The problem. Write out all of the entries exactly as given.

--- BEGIN Data shown ---

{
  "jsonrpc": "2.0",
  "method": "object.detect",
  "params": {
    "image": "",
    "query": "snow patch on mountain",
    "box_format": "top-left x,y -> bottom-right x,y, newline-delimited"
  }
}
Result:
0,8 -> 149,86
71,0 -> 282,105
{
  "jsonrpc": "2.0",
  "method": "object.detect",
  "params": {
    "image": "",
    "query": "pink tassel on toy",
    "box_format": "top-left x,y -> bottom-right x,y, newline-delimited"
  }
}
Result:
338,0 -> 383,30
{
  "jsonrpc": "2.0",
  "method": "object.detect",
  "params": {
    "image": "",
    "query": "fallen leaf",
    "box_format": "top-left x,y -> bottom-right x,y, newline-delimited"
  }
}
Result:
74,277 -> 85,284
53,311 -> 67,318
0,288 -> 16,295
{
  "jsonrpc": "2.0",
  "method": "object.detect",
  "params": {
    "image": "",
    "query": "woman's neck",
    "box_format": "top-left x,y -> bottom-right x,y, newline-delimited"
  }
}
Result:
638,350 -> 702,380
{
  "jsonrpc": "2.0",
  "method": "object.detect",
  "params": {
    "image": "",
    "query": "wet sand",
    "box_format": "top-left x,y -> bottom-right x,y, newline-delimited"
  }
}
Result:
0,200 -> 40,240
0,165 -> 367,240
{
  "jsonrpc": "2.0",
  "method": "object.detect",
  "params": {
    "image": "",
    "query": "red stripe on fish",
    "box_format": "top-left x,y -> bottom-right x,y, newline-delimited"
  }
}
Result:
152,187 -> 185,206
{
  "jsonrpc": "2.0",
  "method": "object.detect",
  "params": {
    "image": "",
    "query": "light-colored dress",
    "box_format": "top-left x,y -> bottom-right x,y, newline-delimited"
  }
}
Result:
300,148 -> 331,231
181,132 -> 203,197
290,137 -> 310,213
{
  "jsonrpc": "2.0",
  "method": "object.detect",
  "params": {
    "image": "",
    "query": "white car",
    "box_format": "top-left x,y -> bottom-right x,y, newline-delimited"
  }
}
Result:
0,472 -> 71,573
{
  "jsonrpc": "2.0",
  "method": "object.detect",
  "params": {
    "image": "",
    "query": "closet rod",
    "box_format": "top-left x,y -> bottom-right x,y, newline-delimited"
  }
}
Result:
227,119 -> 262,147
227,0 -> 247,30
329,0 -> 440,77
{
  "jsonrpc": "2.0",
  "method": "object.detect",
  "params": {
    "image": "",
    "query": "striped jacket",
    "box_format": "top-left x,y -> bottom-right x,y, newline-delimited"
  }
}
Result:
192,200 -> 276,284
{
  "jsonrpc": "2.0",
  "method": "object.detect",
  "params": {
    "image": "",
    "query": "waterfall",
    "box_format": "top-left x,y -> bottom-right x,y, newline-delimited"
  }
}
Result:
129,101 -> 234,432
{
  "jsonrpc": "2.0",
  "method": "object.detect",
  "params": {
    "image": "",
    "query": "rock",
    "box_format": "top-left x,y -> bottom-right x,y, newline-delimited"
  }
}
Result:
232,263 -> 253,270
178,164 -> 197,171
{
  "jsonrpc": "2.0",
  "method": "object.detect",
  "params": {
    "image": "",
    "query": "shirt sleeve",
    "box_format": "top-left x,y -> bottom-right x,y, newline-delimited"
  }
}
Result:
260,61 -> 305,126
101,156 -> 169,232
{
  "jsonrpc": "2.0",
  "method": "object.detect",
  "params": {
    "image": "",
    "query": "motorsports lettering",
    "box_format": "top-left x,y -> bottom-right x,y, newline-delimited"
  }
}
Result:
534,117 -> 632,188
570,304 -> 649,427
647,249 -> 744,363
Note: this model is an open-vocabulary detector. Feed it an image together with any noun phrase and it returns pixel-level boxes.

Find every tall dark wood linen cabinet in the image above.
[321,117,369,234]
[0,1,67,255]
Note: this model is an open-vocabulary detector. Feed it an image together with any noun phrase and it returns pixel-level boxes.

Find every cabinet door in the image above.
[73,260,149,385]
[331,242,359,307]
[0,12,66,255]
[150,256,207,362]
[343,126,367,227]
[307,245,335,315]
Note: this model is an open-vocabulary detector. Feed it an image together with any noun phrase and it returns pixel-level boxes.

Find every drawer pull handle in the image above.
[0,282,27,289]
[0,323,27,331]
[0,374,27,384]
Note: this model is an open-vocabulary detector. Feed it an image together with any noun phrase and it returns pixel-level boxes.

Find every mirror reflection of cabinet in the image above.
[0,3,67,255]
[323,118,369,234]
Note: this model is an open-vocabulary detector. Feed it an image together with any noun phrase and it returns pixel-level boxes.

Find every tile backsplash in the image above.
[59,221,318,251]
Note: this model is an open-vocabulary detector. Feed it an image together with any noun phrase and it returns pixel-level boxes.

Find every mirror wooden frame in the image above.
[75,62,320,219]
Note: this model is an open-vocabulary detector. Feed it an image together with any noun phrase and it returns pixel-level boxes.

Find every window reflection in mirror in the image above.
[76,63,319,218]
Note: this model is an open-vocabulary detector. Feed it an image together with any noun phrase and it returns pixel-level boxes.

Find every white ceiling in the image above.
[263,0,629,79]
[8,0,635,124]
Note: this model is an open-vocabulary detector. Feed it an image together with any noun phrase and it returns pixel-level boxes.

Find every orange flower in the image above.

--- END Data shown ---

Answer to the exercise.
{
  "jsonrpc": "2.0",
  "method": "object.detect",
  "params": {
    "image": "",
    "query": "snow patch on mountain",
    "box_format": "top-left x,y -> bottom-right x,y, newline-delimited"
  }
}
Result:
0,8 -> 149,86
71,0 -> 282,105
{
  "jsonrpc": "2.0",
  "method": "object.detect",
  "params": {
    "image": "",
    "query": "pink tassel on toy",
    "box_format": "top-left x,y -> bottom-right x,y, newline-delimited"
  }
}
Result:
338,0 -> 383,30
{
  "jsonrpc": "2.0",
  "method": "object.detect",
  "params": {
    "image": "",
    "query": "fallen leaf",
    "box_format": "top-left x,y -> bottom-right x,y, newline-delimited"
  }
}
Result:
74,277 -> 85,284
53,311 -> 67,318
0,288 -> 16,295
{
  "jsonrpc": "2.0",
  "method": "object.detect",
  "params": {
    "image": "",
    "query": "woman's neck",
    "box_format": "top-left x,y -> bottom-right x,y, newline-delimited"
  }
}
Result:
638,350 -> 702,380
{
  "jsonrpc": "2.0",
  "method": "object.detect",
  "params": {
    "image": "",
    "query": "wet sand",
    "box_format": "top-left x,y -> bottom-right x,y, newline-delimited"
  }
}
Result:
0,200 -> 40,240
0,165 -> 367,240
{
  "jsonrpc": "2.0",
  "method": "object.detect",
  "params": {
    "image": "",
    "query": "red stripe on fish",
    "box_format": "top-left x,y -> bottom-right x,y, newline-delimited"
  }
}
Result:
152,187 -> 185,206
{
  "jsonrpc": "2.0",
  "method": "object.detect",
  "params": {
    "image": "",
    "query": "light-colored dress",
    "box_format": "top-left x,y -> bottom-right x,y, newline-delimited"
  }
}
Result:
300,148 -> 331,231
181,132 -> 203,197
290,137 -> 310,213
{
  "jsonrpc": "2.0",
  "method": "object.detect",
  "params": {
    "image": "",
    "query": "white car",
    "box_format": "top-left x,y -> bottom-right x,y, newline-delimited"
  }
}
Result:
0,472 -> 71,573
{
  "jsonrpc": "2.0",
  "method": "object.detect",
  "params": {
    "image": "",
    "query": "closet rod",
    "box_format": "top-left x,y -> bottom-right x,y, newline-delimited"
  }
}
Result:
227,119 -> 262,147
227,0 -> 247,30
329,0 -> 440,77
{
  "jsonrpc": "2.0",
  "method": "object.detect",
  "params": {
    "image": "",
    "query": "striped jacket",
    "box_format": "top-left x,y -> bottom-right x,y, newline-delimited"
  }
}
Result:
192,200 -> 276,284
{
  "jsonrpc": "2.0",
  "method": "object.detect",
  "params": {
    "image": "",
    "query": "waterfall",
    "box_format": "top-left x,y -> bottom-right x,y, newline-delimited"
  }
}
Result:
129,101 -> 234,432
{
  "jsonrpc": "2.0",
  "method": "object.detect",
  "params": {
    "image": "",
    "query": "rock",
    "box_format": "top-left x,y -> bottom-right x,y, newline-delimited"
  }
}
Result:
232,263 -> 253,270
178,164 -> 197,171
{
  "jsonrpc": "2.0",
  "method": "object.detect",
  "params": {
    "image": "",
    "query": "shirt sleeve",
    "box_format": "top-left x,y -> bottom-right x,y, newline-delimited"
  }
}
Result:
260,61 -> 305,126
101,156 -> 169,232
{
  "jsonrpc": "2.0",
  "method": "object.detect",
  "params": {
    "image": "",
    "query": "motorsports lettering",
    "box_format": "top-left x,y -> bottom-right x,y, newline-delimited"
  }
}
Result:
534,117 -> 632,188
570,304 -> 649,427
647,249 -> 744,363
Note: this model is an open-vocabulary detector. Feed it an image together with any noun phrase and it returns pixel-level boxes.

Find every tall dark wood linen cabinet in the image above.
[321,117,369,234]
[0,1,67,255]
Note: this model is an open-vocabulary detector. Feed it an image together with any noun phrase and it returns pixel-level boxes.

Find every cabinet door in the image above.
[73,260,149,385]
[331,242,359,307]
[0,12,66,255]
[150,256,207,362]
[343,126,367,227]
[307,245,335,315]
Note: this model is an open-vocabulary detector. Feed it an image together with any noun phrase and it returns pixel-level boxes.

Find every drawer pull handle in the image above.
[0,282,27,289]
[0,323,27,331]
[0,374,27,384]
Note: this model is an open-vocabulary detector. Feed it an image together with any noun phrase and it returns pixel-level boxes.

Find every mirror reflection of cabinet in the image above.
[0,3,67,255]
[323,118,369,234]
Note: this model is an open-vocabulary detector. Feed it an image together with any noun phrase and it returns pixel-level boxes.

Find every tile backsplash in the image above.
[59,221,318,251]
Note: this model is an open-vocabulary detector. Feed it an image together with any noun phrase and it returns pixel-level boxes.

Find every mirror wooden frame in the image above.
[75,62,320,219]
Note: this model is an open-vocabulary detector. Feed it an image together with any noun phrase and it returns pixel-level boxes.

Find every window reflection in mirror in the image above.
[76,63,319,218]
Note: this model is an open-vocabulary detector. Feed it an image together with any noun phrase and it returns pixel-level boxes.

Find every white ceiling in the image above.
[263,0,629,79]
[8,0,635,124]
Note: this model is an open-vocabulary detector. Feed it an image together with any noun phrase and it returns pixel-level boxes.

Find every orange flower in the image above.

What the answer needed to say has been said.